[[ Data, beginning ]]

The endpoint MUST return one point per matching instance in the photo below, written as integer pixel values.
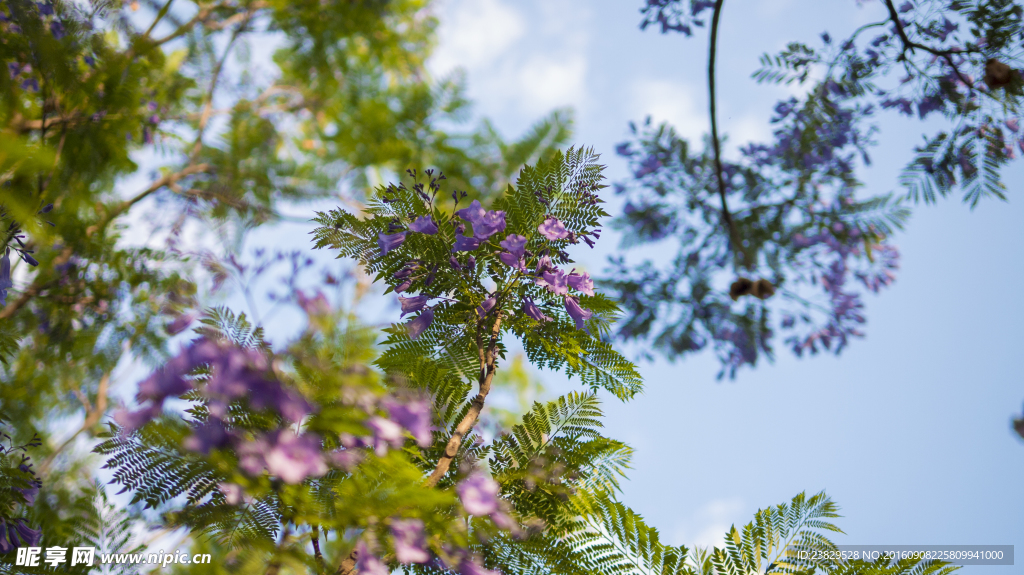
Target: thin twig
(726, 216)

[[ Data, end ]]
[[ Data, beginning ]]

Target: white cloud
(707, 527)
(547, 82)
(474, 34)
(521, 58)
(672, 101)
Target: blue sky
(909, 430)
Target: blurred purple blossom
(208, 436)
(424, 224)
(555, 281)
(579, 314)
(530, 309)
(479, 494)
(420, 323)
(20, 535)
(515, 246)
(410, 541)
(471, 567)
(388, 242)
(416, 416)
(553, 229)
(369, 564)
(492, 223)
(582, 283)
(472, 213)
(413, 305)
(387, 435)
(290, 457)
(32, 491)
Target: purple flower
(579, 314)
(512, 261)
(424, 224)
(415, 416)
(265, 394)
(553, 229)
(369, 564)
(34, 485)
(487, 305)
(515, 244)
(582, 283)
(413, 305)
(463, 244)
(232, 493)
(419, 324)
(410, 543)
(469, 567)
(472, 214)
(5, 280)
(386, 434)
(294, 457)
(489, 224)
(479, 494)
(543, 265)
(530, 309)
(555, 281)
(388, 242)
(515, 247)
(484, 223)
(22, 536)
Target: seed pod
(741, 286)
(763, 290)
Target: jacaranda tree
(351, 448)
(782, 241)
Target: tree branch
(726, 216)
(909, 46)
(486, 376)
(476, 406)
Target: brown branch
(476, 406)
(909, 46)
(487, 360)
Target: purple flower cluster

[[ Data, end ]]
[[ Data, beginning ]]

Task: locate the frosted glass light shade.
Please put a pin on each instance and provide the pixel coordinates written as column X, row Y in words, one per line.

[[ Data, end ]]

*Task goal*
Could you restate, word for word, the lines above from the one with "Target: brown branch" to the one with "Target: purple flower cluster", both included?

*Written answer*
Target: brown branch
(476, 406)
(909, 46)
(487, 360)
Target: purple flower cluster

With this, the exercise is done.